GIVEN EXERCISE: Edit the records below, changing every "headscarf" to "head covering" and leaving everything else unchanged.

(Stored records)
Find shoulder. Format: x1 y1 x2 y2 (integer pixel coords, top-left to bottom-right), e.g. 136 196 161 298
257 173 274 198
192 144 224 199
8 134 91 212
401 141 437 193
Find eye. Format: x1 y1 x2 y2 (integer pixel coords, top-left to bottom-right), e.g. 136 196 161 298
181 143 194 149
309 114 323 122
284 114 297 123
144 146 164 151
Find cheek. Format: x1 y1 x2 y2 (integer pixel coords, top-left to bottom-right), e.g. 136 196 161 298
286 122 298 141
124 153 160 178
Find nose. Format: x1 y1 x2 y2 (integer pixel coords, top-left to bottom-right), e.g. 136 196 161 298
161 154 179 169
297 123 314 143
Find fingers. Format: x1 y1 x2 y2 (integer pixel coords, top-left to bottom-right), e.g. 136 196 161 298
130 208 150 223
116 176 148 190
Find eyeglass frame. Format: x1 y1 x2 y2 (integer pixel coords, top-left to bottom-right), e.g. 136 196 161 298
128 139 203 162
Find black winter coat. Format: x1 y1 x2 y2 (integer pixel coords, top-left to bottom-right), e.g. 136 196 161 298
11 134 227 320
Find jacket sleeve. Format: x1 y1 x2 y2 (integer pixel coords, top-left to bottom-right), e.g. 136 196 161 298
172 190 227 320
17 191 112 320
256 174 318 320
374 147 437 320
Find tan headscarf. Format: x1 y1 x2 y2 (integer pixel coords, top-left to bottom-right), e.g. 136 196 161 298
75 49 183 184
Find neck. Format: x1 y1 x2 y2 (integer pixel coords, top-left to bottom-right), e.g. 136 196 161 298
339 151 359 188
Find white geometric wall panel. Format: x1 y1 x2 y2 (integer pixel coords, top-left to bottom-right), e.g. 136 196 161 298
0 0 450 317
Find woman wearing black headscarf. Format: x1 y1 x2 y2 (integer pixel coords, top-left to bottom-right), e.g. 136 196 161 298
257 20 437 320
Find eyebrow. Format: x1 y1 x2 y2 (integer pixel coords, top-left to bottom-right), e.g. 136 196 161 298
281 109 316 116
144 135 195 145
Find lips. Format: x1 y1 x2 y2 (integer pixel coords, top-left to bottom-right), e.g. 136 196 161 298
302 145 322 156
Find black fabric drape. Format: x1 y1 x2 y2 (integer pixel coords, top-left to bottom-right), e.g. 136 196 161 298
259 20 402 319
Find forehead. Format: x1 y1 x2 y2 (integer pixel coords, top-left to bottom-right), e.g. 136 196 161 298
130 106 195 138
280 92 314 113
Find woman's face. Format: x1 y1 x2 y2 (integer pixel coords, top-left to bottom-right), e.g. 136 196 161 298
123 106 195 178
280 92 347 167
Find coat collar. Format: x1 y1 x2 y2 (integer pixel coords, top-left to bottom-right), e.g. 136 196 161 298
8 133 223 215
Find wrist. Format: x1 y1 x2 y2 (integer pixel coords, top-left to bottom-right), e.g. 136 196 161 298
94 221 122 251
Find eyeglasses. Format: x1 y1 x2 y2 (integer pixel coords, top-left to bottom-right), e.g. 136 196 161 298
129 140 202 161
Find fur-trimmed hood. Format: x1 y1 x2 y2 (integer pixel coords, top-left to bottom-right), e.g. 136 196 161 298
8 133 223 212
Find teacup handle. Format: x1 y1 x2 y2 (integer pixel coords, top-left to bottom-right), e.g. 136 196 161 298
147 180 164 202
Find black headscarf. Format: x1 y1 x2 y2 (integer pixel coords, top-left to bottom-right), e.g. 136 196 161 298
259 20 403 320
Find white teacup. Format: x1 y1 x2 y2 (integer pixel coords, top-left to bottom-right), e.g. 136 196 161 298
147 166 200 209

CORRECT OUTPUT:
Find shoulder. Format: x1 y1 x2 y2 (integer pixel coords, top-left to bottom-right), e.g. 136 196 161 298
257 173 274 198
192 144 224 199
8 134 91 212
401 141 437 193
Find eye. Format: x1 y1 x2 y2 (integer pixel coords, top-left to bottom-right), e.g. 136 196 161 298
181 143 194 149
309 114 323 122
284 114 297 123
144 146 164 151
Find cheek. Format: x1 y1 x2 y2 (integer pixel coords, top-left to bottom-right), e.g. 136 196 161 298
286 122 298 141
124 153 160 178
Find nose. Format: x1 y1 x2 y2 (integer pixel coords, top-left to bottom-right), e.g. 136 196 161 298
161 154 179 169
297 123 314 143
Find fingers. Format: x1 y1 x2 y2 (integer pixel coords, top-left to bottom-right), e.g. 136 196 161 298
130 208 150 223
116 176 148 190
Find eyeglass frame. Format: x1 y1 x2 y2 (integer pixel coords, top-left to bottom-right), e.g. 136 196 161 298
128 139 203 162
Find black winter coat. Format: x1 y1 x2 y2 (integer pixel coords, top-left to bottom-right), e.g. 136 196 161 298
11 134 227 320
Find jacket sleeve. Format: x1 y1 x2 y2 (integer pixel coords, top-left to bottom-right), e.g. 136 196 161 298
172 190 227 320
17 191 112 320
256 174 318 320
374 147 437 320
Find tan head covering. Format: x1 y1 x2 y2 (integer pixel coords, top-left to bottom-right), e.g. 136 196 161 298
75 49 183 184
Find neck. Format: x1 y1 x2 y2 (integer pixel coords, top-left to bottom-right), e.g. 136 196 161 298
339 151 359 188
Find white geometric wall panel. Format: x1 y1 x2 y2 (integer pixel coords, top-left to bottom-right), e.g. 136 196 161 298
0 0 450 317
Find woman wearing black head covering. Format: x1 y1 x2 y2 (integer pixel coords, top-left to bottom-right), e.g. 136 196 161 298
257 20 437 320
Find eyebrow. Format: x1 y1 x2 y2 (integer pixel coords, top-left to bottom-right), e.g. 136 196 161 298
281 109 316 116
144 135 195 145
Find lips. Format: x1 y1 x2 y2 (integer pixel coords, top-left to bottom-right), e.g. 136 196 161 298
302 145 322 156
Find black fabric drape. Format: x1 y1 x2 y2 (integer pixel coords, top-left to bottom-right), e.g. 136 196 161 298
259 20 402 319
Find forehead. Format: x1 y1 x2 y2 (integer pixel coords, top-left to bottom-right), e.g. 136 196 161 298
130 106 195 138
280 92 314 113
Find woman's face. Format: x1 y1 x2 y2 (integer pixel coords, top-left to bottom-right), e.g. 136 196 161 298
123 106 195 178
280 92 347 167
Find coat collar. Format: x1 y1 x2 y2 (integer pixel coords, top-left to bottom-right), e.g. 136 196 161 298
8 133 223 215
Find wrist. Format: x1 y1 x2 y2 (integer pixel coords, top-left to bottom-right), e.g. 136 196 161 298
94 221 122 251
Find eyeglasses. Format: x1 y1 x2 y2 (integer pixel coords, top-left to bottom-right), e.g. 136 196 161 298
129 140 202 161
Find fur-trimmed hood. Format: x1 y1 x2 y2 (integer pixel coords, top-left to bottom-right), e.g. 136 196 161 298
8 133 223 212
Find teacup handle. Format: x1 y1 x2 y2 (integer pixel coords, top-left to bottom-right), e.g. 136 196 161 298
147 180 164 202
Find black head covering. Format: x1 y1 x2 y2 (integer pixel coords, top-left to bottom-right), e.g. 136 196 161 298
259 20 403 320
Find white teacup. Format: x1 y1 x2 y2 (integer pixel coords, top-left to bottom-right), e.g. 136 196 161 298
147 166 200 209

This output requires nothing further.